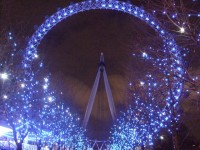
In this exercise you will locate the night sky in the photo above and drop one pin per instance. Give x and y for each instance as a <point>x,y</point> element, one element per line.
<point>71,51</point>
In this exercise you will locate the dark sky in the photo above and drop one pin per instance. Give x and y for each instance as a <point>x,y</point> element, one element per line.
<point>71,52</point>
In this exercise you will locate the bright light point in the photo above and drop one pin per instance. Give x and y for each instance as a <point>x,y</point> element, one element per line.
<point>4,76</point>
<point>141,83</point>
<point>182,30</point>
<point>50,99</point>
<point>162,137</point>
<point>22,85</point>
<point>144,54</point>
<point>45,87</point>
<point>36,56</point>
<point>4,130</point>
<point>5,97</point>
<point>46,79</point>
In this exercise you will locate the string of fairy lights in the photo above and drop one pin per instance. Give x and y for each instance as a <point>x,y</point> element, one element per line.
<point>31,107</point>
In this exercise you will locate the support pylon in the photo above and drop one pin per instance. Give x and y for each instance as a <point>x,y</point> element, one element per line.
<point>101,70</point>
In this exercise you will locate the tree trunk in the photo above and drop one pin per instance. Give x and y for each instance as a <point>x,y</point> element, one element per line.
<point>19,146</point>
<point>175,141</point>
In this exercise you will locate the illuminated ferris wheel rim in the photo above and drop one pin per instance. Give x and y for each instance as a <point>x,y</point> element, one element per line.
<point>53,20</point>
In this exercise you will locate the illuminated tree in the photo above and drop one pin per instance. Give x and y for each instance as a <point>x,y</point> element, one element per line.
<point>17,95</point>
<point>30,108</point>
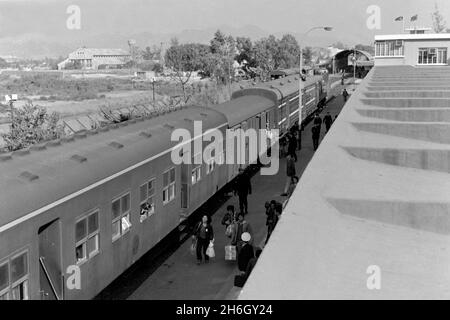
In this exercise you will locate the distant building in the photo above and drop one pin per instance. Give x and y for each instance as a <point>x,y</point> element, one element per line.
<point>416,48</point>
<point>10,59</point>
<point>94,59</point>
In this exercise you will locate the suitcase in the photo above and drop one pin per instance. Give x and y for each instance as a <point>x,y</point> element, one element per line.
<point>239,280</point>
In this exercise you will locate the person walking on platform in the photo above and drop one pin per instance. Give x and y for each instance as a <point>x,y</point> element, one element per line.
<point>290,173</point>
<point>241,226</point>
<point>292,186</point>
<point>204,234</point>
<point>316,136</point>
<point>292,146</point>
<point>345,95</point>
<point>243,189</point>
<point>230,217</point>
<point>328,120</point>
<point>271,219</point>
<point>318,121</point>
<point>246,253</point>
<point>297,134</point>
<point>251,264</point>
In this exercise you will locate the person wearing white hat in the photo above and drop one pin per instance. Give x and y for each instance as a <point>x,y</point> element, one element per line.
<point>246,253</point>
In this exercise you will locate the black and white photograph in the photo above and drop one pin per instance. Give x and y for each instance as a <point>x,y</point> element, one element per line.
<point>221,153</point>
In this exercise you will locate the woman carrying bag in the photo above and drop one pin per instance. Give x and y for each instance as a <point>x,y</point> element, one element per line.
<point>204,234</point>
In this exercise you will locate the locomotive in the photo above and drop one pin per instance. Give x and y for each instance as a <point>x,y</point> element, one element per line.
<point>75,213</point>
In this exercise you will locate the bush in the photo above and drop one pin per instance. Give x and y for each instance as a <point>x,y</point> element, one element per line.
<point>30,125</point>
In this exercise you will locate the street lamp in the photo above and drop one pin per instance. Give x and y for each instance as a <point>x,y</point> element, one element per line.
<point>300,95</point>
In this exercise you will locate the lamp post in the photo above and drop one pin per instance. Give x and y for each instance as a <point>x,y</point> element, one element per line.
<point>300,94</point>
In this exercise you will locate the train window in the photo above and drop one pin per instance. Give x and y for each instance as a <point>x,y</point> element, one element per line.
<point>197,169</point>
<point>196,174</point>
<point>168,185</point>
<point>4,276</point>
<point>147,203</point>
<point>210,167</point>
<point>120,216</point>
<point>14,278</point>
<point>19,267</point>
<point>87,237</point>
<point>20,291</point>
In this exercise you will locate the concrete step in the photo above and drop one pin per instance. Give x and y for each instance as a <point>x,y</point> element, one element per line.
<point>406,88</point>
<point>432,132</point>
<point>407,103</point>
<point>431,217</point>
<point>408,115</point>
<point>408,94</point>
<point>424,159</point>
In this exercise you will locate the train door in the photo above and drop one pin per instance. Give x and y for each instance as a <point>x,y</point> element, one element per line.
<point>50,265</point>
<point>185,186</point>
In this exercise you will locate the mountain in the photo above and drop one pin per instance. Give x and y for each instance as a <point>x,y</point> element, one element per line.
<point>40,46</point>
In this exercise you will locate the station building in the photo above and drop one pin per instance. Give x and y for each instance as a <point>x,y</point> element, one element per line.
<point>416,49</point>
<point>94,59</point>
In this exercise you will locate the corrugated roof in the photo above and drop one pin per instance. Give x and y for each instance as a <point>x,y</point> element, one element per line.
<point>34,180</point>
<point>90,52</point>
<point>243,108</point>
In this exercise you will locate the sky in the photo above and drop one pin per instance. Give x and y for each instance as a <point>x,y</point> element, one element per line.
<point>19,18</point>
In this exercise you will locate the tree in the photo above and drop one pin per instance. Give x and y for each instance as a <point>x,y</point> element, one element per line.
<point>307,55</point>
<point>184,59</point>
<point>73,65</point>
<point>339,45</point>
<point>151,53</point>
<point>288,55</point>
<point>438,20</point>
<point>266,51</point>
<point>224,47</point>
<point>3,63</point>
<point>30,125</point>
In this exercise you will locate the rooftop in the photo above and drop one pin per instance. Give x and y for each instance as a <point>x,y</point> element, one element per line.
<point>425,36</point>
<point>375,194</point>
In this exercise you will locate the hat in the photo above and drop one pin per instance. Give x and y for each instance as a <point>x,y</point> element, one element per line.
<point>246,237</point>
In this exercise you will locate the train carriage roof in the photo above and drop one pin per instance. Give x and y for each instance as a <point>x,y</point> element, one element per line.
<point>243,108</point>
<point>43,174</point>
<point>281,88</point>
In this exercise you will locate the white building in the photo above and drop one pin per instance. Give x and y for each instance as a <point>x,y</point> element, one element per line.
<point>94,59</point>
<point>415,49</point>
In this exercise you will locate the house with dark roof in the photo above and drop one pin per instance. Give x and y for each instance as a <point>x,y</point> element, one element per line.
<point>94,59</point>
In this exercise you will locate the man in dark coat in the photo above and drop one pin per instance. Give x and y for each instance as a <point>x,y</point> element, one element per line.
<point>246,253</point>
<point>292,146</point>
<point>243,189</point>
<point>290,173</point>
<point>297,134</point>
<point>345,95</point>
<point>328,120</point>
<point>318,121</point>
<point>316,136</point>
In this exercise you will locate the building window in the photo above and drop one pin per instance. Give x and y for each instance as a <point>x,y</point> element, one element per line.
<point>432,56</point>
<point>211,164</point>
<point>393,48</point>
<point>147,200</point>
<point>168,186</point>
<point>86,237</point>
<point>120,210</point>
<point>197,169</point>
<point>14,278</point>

◆ What is being asked ◆
Could you copy all of the records above word for word, leaving out the pictures?

◆ The solution ◆
In this exercise you will locate the night sky in the photo above and drop one pin per instance. Give x and y for each instance as a <point>x,y</point> element, one element per line.
<point>71,51</point>
In this exercise you will locate the dark sky in the photo above and drop one pin per instance. Give x and y for each instance as a <point>x,y</point> element, one element per line.
<point>71,52</point>
In this exercise you will locate the bright light point in the photo above and drop one pin per instance. Give x and y for each instance as a <point>x,y</point> element, one element per line.
<point>4,76</point>
<point>141,83</point>
<point>182,30</point>
<point>50,99</point>
<point>162,137</point>
<point>22,85</point>
<point>144,54</point>
<point>45,87</point>
<point>36,56</point>
<point>4,130</point>
<point>5,97</point>
<point>46,79</point>
In this exercise you will locate the string of fairy lights in the photo above and drop one pin per instance. Give x and y for each instance as a <point>x,y</point> element, one element per line.
<point>31,107</point>
In this exercise you will locate the support pylon in the photo above and drop one pin per instance. Give x and y for each instance as a <point>x,y</point> element, one element per line.
<point>101,70</point>
In this exercise you will locate the tree trunk in the photo above and drop one pin per instance. Give x and y for each instance as a <point>x,y</point> element, one element per line.
<point>19,146</point>
<point>175,141</point>
In this exercise you will locate the illuminated ferris wheel rim in the photo above and drop one pin per instance. Give x and y for each instance as a <point>x,y</point> element, one element per line.
<point>53,20</point>
In this exercise you will locate the illuminated tree in the photo above and drop one pin per instance. Give x and y for each instance as a <point>x,y</point> element, one element per line.
<point>17,95</point>
<point>30,108</point>
In this exercise you will locate the distant building in the photo above and drop one pin per instance. Give x and y for each instance as a <point>x,y</point> element, one element per line.
<point>416,48</point>
<point>10,59</point>
<point>94,59</point>
In this exercise you will locate the suitcase in the photo above and drop one pin per instance. Give x and y for each instance as a <point>x,y</point> element, one element per line.
<point>239,280</point>
In this exercise you will locate the person walking on platform in the photo above and drop one pin per instance. Give x and y for each instance as a <point>x,y</point> element, one element per line.
<point>290,173</point>
<point>241,226</point>
<point>292,186</point>
<point>204,234</point>
<point>316,136</point>
<point>292,146</point>
<point>345,95</point>
<point>243,189</point>
<point>230,217</point>
<point>328,120</point>
<point>271,219</point>
<point>318,121</point>
<point>246,253</point>
<point>297,134</point>
<point>251,264</point>
In this exercise you will locate the person wearing white hat in the photo above and drop one pin per instance. Give x and y for each instance as a <point>x,y</point> element, one element per line.
<point>246,253</point>
In this exercise you will locate the black and white photograph in the photo above and drop one pin per instance. Give x and y for each instance as a <point>x,y</point> element, one element per line.
<point>221,153</point>
In this exercise you will locate the woman carrying bag in the photo above and drop one pin per instance. Give x and y for each instance as a <point>x,y</point> element, one element per line.
<point>204,234</point>
In this exercise you will locate the locomotive in the photo above and drop one pin per instance. Give x and y for each instance as a <point>x,y</point> element, one element per line.
<point>75,213</point>
In this exercise you will locate the bush in the photo above and drop one pin per instance. Give x and y for each instance as a <point>x,y</point> element, one element per line.
<point>30,125</point>
In this exercise you will locate the street lamp in the photo above and drop one pin per instance. Give x and y for each instance as a <point>x,y</point> element, one element per line.
<point>300,95</point>
In this exercise you will locate the lamp post in the photo above and drop one pin per instance. Give x and y for each instance as a <point>x,y</point> element, one element per line.
<point>300,94</point>
In this exercise you will locate the train window in the photo above and drop one pin per instance. Give x and y for each instance as a <point>x,y</point> element, one element per line.
<point>197,169</point>
<point>196,174</point>
<point>168,185</point>
<point>4,276</point>
<point>147,203</point>
<point>210,167</point>
<point>120,216</point>
<point>14,278</point>
<point>19,267</point>
<point>87,237</point>
<point>20,291</point>
In this exercise you will locate the concrete step in the photo above and drop one pin per instance. Give x and y for each instance as a <point>x,y</point> element, one element per line.
<point>406,88</point>
<point>432,132</point>
<point>407,103</point>
<point>431,217</point>
<point>408,115</point>
<point>408,94</point>
<point>424,159</point>
In this exercise you will locate the train door in the photo above and drop one pin per instance. Give x and y for each instance as a <point>x,y</point> element, one element per line.
<point>50,265</point>
<point>185,186</point>
In this exercise you will locate the mountain in the photo above and drop one pin per instance. Give x and y for each instance as a <point>x,y</point> element, one element per line.
<point>40,46</point>
In this exercise you will locate the station building in the photo above and drop one pin per instance. Give x and y for each instance as a <point>x,y</point> element, one element per line.
<point>416,49</point>
<point>94,59</point>
In this exercise you will locate the corrugated roof in the photo above and drop one pin per instance. Give x and y for each instance as a <point>x,y</point> element, one element per line.
<point>34,180</point>
<point>90,52</point>
<point>243,108</point>
In this exercise you will locate the sky in the photo above and drop one pin per instance. Give x and y for each instance as a <point>x,y</point> element, one element per line.
<point>19,18</point>
In this exercise you will locate the tree in the photo above and drop one pin per instance. Give x and y for each instance as a <point>x,y</point> element, one element per line.
<point>307,55</point>
<point>184,59</point>
<point>73,65</point>
<point>339,45</point>
<point>151,53</point>
<point>288,55</point>
<point>438,20</point>
<point>266,51</point>
<point>224,47</point>
<point>3,63</point>
<point>30,125</point>
In this exercise you will locate the rooftop in the photo above and drop one pin per instance. Give x and y for each instance as a <point>x,y</point> element, one element per line.
<point>425,36</point>
<point>375,194</point>
In this exercise you will locate the hat in the photo above and drop one pin per instance. Give x and y for each instance as a <point>x,y</point> element, one element per line.
<point>246,237</point>
In this exercise you will locate the train carriage roof in the photo above and drop one pin per instance. Give x and y for each instance as a <point>x,y</point> element, one element per line.
<point>243,108</point>
<point>43,174</point>
<point>281,88</point>
In this exercise you will locate the white building in the photo above and drop one pin per instance. Give x and y for each instance as a <point>x,y</point> element, one element per line.
<point>94,59</point>
<point>415,49</point>
In this exercise you will locate the house with dark roof in the photo above and drop one pin per instance. Give x and y for each instance as a <point>x,y</point> element, one element per line.
<point>94,59</point>
In this exercise you will locate the man in dark coat in the photo above and drop one pin per instance. Give x and y for each instance as a <point>x,y</point> element, one element per line.
<point>246,253</point>
<point>292,146</point>
<point>243,189</point>
<point>290,173</point>
<point>297,134</point>
<point>345,95</point>
<point>328,120</point>
<point>318,121</point>
<point>316,136</point>
In this exercise you will locate the building window in the photo above and drop one pin per instance. Give x and y for each instance as a <point>x,y</point> element, one element per line.
<point>432,56</point>
<point>211,164</point>
<point>393,48</point>
<point>147,200</point>
<point>168,186</point>
<point>86,237</point>
<point>120,210</point>
<point>197,169</point>
<point>14,278</point>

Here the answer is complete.